##### Document
I think where your argument runs into trouble is “from the standpoint of the network”. If you want to equate the network and its validators, to say they are the same thing, then your sentence becomes, “The money [the validators] get paid [by the validators] is therefore revenue, from the standpoint of [the validators]”. That’s non-sensical. You can’t give yourself money and say it’s revenue. Either these two things are in fact not the same thing and we can analyse the cashflow of “Ethereum the network” separately from “the validation service providers”, in which case Ethereum is paying out less than it’s taking in, so it is profitable. Or they are the same thing, in which case the “profit”, to the extent you can say a virtual entity like a network can have such a thing, is even higher.
This is because whatever costs the validators bear are less than the ETH they receive is worth. This is true if we assume validators are rational actors (they wouldn’t validate if they were losing money doing so). And even if we take away the assumption that they are profit motivated (maybe they’re all doing it as charity work for some higher purpose), the cost of running an Ethereum validator is tiny, so we end up in the same place: outgoings are smaller than receipts when considering the whole.
(The fact that Ethereum the network “burns” its receipts and then “mints” its outgoings to the validators does not affect this calculation since it’d work out the same if Ethereum paid validators from fees directly.)
lottin|3 years ago
yokem55|3 years ago
You seem to think that is the end all be all to measure the profitability of the network. And you aren't entirely wrong. If it requires too much hardware, too much internet bandwidth, too much in the way of skilled node operators relative to the value the folks running the nodes would gain, the number of particpants would dwindle and the physical network would suffer.
##########
##### Records shown
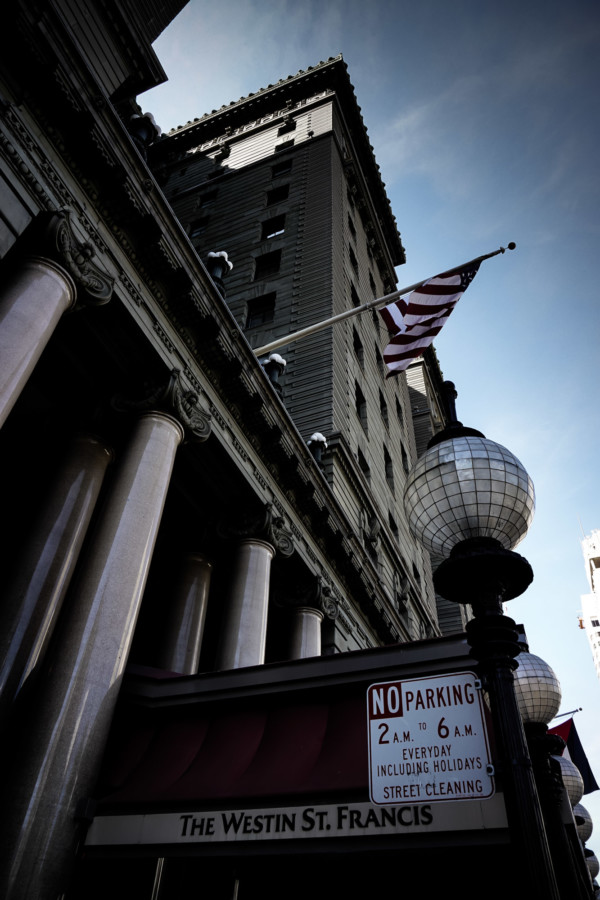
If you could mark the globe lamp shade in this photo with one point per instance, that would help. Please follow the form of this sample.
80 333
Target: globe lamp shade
538 689
468 487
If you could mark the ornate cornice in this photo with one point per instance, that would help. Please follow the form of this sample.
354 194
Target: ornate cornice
263 522
174 397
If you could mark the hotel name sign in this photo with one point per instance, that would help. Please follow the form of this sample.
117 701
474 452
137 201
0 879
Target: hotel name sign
428 740
285 823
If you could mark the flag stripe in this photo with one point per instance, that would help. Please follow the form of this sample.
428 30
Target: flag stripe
414 324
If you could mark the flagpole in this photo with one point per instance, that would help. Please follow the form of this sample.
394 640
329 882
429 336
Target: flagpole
371 304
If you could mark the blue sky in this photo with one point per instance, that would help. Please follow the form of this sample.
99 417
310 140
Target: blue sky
485 120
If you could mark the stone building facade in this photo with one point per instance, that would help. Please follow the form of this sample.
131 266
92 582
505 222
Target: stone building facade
166 508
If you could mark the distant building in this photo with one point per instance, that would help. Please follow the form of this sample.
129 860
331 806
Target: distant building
285 181
590 615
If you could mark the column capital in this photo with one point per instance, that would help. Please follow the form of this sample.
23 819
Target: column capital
309 593
171 397
59 241
261 522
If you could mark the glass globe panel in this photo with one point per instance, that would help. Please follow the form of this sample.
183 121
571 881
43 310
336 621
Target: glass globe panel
572 779
587 826
468 487
537 688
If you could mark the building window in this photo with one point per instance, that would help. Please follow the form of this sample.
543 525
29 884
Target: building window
361 405
273 228
405 464
389 469
207 199
351 227
363 465
261 310
198 227
399 412
353 259
278 195
288 125
383 409
284 146
266 265
282 168
358 347
372 284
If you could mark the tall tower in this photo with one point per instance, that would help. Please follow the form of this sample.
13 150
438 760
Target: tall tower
590 617
286 182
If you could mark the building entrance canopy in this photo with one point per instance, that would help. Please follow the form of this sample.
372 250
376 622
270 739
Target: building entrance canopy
270 753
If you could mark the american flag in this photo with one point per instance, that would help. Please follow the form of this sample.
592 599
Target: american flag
415 322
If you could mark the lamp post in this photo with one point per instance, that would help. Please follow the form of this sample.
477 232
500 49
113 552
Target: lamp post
538 696
469 500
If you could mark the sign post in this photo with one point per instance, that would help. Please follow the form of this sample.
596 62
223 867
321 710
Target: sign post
428 740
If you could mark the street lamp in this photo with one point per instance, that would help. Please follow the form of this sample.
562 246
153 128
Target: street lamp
471 501
539 696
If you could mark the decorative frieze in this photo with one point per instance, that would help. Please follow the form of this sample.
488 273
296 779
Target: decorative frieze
173 397
260 522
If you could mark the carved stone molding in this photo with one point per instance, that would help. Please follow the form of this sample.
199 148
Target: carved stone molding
76 257
262 522
311 592
173 397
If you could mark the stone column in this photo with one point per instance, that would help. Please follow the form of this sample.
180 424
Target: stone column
187 614
32 599
31 305
245 627
60 755
306 632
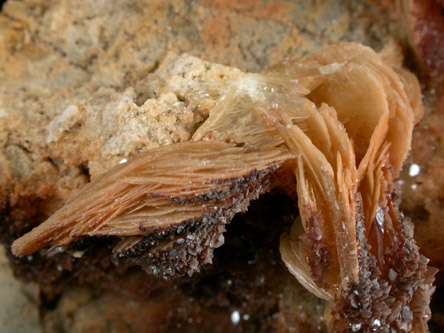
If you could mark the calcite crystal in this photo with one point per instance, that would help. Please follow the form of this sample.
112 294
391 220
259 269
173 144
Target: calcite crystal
338 124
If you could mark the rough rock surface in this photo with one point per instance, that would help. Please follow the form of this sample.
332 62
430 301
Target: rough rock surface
76 75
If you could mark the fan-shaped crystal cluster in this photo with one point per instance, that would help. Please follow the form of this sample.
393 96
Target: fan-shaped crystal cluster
334 127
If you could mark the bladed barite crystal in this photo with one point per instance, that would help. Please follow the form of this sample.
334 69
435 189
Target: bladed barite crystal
339 121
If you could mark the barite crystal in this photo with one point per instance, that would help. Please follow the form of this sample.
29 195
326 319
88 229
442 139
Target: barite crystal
334 127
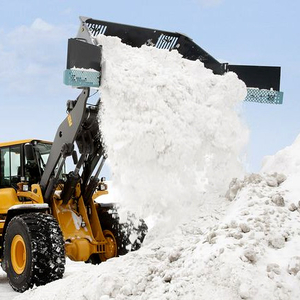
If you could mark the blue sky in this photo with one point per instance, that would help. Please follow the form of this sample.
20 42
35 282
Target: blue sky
33 41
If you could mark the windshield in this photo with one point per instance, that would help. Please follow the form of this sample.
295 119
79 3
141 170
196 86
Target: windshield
43 152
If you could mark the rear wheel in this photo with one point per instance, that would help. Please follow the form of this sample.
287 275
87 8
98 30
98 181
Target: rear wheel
33 251
121 237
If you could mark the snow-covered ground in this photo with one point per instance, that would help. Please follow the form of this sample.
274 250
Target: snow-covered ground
174 138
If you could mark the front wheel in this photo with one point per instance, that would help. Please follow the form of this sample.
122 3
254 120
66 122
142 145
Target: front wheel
33 251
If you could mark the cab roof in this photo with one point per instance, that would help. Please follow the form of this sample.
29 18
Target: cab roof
19 142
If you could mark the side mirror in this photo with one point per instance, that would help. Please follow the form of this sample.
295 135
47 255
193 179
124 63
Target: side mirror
75 157
29 152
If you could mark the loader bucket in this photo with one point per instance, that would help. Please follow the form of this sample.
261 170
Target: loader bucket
263 82
83 64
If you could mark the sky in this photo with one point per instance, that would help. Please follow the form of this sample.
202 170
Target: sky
33 45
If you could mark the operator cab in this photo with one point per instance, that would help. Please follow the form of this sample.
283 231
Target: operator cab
23 161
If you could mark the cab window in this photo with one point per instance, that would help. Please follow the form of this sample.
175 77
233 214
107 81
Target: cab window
10 169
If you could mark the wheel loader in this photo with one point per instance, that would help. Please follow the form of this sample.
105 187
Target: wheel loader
47 213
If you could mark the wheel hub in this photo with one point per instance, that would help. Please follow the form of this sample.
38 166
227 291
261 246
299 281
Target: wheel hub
18 254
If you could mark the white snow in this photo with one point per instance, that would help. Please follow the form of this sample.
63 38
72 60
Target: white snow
171 128
174 141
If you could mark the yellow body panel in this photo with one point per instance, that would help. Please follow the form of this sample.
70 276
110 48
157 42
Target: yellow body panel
8 198
82 231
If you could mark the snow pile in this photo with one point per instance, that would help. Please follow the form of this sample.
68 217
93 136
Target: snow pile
250 251
286 161
242 246
170 126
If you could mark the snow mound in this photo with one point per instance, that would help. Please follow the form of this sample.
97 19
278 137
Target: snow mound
171 128
249 251
286 161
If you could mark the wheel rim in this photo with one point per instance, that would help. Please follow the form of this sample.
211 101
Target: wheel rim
18 254
111 246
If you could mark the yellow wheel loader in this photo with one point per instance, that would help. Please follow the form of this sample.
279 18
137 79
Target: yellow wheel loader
47 213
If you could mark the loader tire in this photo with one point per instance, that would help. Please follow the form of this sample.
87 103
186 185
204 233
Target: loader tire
34 251
129 235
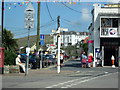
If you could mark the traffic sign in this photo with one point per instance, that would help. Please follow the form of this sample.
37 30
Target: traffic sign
41 36
29 16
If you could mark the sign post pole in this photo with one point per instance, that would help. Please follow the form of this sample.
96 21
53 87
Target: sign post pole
29 24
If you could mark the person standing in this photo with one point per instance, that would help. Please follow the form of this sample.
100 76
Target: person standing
18 62
90 59
61 59
84 60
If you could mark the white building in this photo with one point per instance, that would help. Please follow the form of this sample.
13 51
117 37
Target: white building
70 38
105 32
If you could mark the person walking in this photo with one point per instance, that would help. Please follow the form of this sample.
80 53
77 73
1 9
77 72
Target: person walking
18 62
61 59
84 60
90 59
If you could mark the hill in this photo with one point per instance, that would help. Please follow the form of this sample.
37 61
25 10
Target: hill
22 42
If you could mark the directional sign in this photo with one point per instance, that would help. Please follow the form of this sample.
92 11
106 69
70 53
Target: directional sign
41 36
29 16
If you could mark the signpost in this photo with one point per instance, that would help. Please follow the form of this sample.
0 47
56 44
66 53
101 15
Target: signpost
29 24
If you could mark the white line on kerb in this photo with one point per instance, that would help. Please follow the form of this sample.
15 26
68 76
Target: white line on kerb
73 81
66 82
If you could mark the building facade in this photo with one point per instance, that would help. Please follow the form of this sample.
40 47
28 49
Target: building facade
105 33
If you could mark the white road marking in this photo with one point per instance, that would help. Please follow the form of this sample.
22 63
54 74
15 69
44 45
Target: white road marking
76 83
66 82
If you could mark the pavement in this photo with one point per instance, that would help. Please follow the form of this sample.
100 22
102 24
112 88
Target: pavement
50 71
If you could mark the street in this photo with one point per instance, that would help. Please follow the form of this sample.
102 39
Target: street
71 76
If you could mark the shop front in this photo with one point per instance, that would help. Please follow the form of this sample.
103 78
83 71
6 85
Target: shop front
110 46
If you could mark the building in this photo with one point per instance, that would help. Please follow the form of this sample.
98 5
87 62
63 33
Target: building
105 33
70 38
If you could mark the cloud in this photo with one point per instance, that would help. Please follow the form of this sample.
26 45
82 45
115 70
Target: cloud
85 14
113 1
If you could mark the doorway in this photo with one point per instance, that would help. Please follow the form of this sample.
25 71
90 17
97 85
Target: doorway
108 52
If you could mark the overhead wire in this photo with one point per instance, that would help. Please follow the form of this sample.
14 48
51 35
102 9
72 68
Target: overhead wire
49 11
44 26
72 8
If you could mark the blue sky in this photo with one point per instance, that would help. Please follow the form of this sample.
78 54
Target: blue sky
77 19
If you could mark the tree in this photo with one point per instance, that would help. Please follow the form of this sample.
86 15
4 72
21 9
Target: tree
10 45
85 47
8 42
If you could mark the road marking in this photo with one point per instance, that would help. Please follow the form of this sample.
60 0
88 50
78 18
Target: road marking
66 82
68 85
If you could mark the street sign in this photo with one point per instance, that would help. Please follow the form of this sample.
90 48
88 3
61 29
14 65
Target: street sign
29 16
41 36
64 29
41 42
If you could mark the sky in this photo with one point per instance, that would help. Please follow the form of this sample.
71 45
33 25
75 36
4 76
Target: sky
76 16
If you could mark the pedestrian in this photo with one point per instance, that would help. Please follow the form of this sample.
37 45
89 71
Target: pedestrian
84 60
18 62
61 59
90 59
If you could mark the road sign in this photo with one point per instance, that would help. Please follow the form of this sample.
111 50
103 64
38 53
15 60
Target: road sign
41 42
29 16
41 36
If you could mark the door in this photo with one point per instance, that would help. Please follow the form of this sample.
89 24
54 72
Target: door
108 52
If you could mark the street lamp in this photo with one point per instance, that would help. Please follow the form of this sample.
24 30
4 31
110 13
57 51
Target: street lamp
20 49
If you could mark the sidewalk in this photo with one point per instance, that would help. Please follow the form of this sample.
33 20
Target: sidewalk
38 72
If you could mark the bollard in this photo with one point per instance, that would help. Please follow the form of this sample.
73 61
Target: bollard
113 59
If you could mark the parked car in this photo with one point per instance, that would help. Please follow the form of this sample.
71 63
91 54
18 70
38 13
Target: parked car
49 59
32 60
66 56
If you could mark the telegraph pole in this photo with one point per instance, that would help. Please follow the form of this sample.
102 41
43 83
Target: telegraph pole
59 42
2 23
29 24
38 26
38 32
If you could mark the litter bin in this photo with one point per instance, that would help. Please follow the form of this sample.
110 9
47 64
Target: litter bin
1 60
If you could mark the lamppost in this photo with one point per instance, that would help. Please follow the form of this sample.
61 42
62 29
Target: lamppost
29 24
20 49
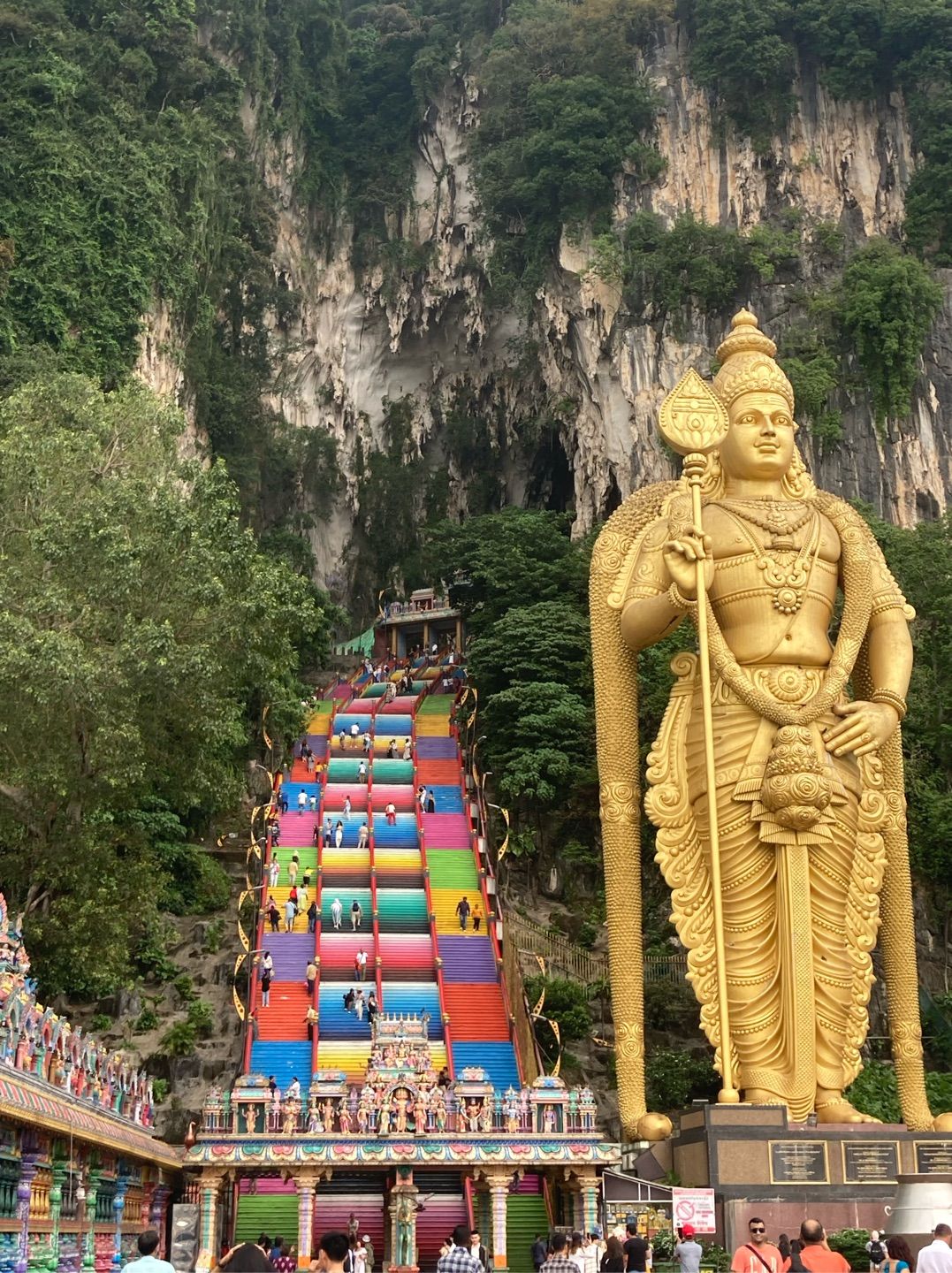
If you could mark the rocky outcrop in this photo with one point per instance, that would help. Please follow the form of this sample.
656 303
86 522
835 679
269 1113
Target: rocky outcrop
423 330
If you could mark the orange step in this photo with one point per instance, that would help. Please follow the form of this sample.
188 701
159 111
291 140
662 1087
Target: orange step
476 1012
439 773
284 1016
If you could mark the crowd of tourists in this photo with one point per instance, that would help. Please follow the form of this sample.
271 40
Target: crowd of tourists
627 1250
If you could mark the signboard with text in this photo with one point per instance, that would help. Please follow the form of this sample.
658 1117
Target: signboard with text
694 1207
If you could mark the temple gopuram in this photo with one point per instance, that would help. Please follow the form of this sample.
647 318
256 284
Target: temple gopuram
404 1130
80 1170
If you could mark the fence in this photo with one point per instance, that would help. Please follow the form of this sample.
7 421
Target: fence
586 966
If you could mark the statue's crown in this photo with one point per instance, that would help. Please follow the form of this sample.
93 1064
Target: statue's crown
747 363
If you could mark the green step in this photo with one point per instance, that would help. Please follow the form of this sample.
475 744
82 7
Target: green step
266 1214
340 770
451 870
347 896
387 770
404 904
436 705
524 1216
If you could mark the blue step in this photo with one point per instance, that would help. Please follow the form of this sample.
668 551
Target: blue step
497 1058
449 800
336 1023
344 720
291 790
401 834
347 896
411 998
286 1061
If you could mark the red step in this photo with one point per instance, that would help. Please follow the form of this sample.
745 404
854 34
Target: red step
440 773
284 1016
476 1012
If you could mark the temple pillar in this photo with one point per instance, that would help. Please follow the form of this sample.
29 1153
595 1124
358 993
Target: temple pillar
89 1214
499 1184
306 1183
210 1185
590 1194
25 1188
57 1209
118 1211
158 1206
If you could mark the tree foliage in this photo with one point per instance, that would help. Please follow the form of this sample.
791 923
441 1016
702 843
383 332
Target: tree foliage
567 109
142 633
888 304
749 52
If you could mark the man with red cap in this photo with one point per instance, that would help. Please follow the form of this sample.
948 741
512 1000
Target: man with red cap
688 1252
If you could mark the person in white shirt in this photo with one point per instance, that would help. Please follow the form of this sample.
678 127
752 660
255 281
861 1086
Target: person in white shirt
590 1254
937 1258
147 1263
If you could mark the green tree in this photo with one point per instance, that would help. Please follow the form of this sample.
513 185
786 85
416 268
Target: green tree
890 301
506 560
566 1002
534 643
141 634
540 735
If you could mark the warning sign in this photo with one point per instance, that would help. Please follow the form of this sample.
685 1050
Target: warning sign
694 1207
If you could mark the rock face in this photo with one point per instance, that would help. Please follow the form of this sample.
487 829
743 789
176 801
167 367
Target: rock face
422 334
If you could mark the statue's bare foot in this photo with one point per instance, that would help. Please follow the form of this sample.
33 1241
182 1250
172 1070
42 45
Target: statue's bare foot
761 1096
834 1108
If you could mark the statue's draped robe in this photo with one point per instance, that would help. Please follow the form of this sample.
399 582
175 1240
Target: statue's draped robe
801 907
##########
• _Problem set_:
- A) Answer these questions about the Ethereum discussion:
(i) If the network and its validators are treated as the same thing, what does the writer say about the "profit"?
(ii) How does the writer describe the cost of running an Ethereum validator?
(iii) What would happen to the number of participants if running nodes required too much hardware, bandwidth, or skilled operators relative to the value gained?
- B) Write what comes next in the Ethereum discussion, starting after its last sentence.

• _Answers_:
- A)
(i) The "profit" is even higher.
(ii) It is tiny.
(iii) The number of participants would dwindle, and the physical network would suffer.

- B)
So there are boundaries that real world costs impose on the operation of the network. But at what level do those boundaries kick in? Well, that is why it's been an important value to the developers that a node can be run on 'commodity hardware and internet'. You can run a full node on a standard Pc from the last 5 years with 16gb of ram (less in some configurations), a 2 tb ssd (or 1tb if you don't mind some downtime every few months), a modest internet connection and can be done so by anyone with some basic command line skills.
Because of those modest demands, I can and do run a non-validating node on old hardware I already owned on an internet connection I would be paying for anyway. I make $0 from doing so, but it interests me as a hobby because I want non-intermediated access to the the network. In contrast some large node service providers have immense costs because they host on a cloud services and they hire expensive SRE's to keep it running at a high reliability level. But they woudn't be spending that money if they didn't seem some kind of profit or value in it. Because of that variability and the low baseline to get started, whether it is real-world profitable to any particular participant is irrelevant to "ethereum" as a whole.
So, from my view, it becomes reasonable to look at it as "how much ether is created vs how much is burned" to see if "ethereum" as a whole is profitable.
aljungberg|3 years ago
TimJRobinson|3 years ago
How could validators possibly be revenue? Maybe it helps if you visualize them as contractors who do a job for the Ethereum network, and get paid for that. How the contractor manages their own budget is irrelevant to Ethereum.